Unfortunately, the nice simple decompression algorithm shown in Figure 4 is just a little too simple. There is a single exception case in the LZW compression algorithm that causes some trouble to the decompression side. If there is a string consisting of a (STRING,CHARACTER) pair already defined in the table, and the input stream then sees a sequence of STRING, CHARACTER, STRING, CHARACTER, STRING, the compression algorithm will output a code before the decompressor gets a chance to define it.

A simple example will illustrate the point. Imagine the the string JOEYN is defined in the table as code 300. Later on, the sequence JOEYNJOEYNJOEY occurs in the table. The compression output will look like that shown in Figure 5.

Input String: ...JOEYNJOEYNJOEY
Character Input New Code/String Code Output
JOEYN 300 = JOEYN 288 (JOEY)
A 301 = NA N
. . .
. . .
. . .
JOEYNJ 400 = JOEYNJ 300 (JOEYN)
JOEYNJO 401 = JOEYNJO 400 (???)

## Records
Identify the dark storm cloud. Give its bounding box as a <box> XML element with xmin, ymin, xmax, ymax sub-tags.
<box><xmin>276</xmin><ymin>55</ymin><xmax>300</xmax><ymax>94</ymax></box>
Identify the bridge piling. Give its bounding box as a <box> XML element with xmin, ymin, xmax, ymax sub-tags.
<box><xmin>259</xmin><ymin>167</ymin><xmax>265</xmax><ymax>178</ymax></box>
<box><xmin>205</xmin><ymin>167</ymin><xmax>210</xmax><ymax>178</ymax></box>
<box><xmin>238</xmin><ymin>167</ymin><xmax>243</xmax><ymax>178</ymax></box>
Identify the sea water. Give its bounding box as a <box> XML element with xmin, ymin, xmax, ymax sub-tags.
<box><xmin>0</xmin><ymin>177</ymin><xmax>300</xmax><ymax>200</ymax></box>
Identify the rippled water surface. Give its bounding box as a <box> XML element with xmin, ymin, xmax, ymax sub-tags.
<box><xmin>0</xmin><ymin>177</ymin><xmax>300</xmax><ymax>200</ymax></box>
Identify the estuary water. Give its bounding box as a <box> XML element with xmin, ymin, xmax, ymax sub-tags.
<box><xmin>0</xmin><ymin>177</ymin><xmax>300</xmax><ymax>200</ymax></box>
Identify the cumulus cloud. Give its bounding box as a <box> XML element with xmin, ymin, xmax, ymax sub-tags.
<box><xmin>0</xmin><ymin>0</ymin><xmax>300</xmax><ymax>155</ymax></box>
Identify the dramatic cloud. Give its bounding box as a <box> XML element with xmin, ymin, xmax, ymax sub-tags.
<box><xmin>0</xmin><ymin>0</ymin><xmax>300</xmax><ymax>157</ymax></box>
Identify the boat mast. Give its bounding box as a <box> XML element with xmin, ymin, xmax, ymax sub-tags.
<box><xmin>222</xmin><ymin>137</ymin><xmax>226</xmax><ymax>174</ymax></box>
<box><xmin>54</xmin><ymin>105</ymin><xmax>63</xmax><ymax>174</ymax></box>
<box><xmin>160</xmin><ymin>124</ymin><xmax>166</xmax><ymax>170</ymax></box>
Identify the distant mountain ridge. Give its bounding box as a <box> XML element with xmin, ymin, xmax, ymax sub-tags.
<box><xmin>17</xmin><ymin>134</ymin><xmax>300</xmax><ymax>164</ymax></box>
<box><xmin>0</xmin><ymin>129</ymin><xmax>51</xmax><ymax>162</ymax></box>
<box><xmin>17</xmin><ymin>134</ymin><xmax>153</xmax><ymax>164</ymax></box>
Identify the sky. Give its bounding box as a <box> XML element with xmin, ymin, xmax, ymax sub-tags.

## What is asked
**A)** In the text on LZW decompression, which code is the string JOEYN defined as in the table?
**B)** Continue the text on the LZW decompression exception from where it stops.

## The results
**A)** Code 300.

**B)**
Figure 5 — A Problem

When the decompression algorithm sees this input stream, it first decodes the code 300, and outputs the JOEYN string. After doing the output, it will add the definition for code 399 to the table, whatever that may be. It then reads the next input code, 400, and finds that it is not in the table. This is a problem, what do we do?

Fortunately, this is the only case where the decompression algorithm will encounter an undefined code. Since it is in fact the only case, we can add an exception handler to the algorithm. The modified algorithm just looks for the special case of an undefined code, and handles it. In the example in Figure 5, the decompression routine sees a code of 400, which is undefined. Since it is undefined, it translates the value of OLD_CODE, which is code 300. It then adds the CHARACTER value, which is ‘J’, to the string. This results in the correct translation of code 400 to string "JOEYNJ".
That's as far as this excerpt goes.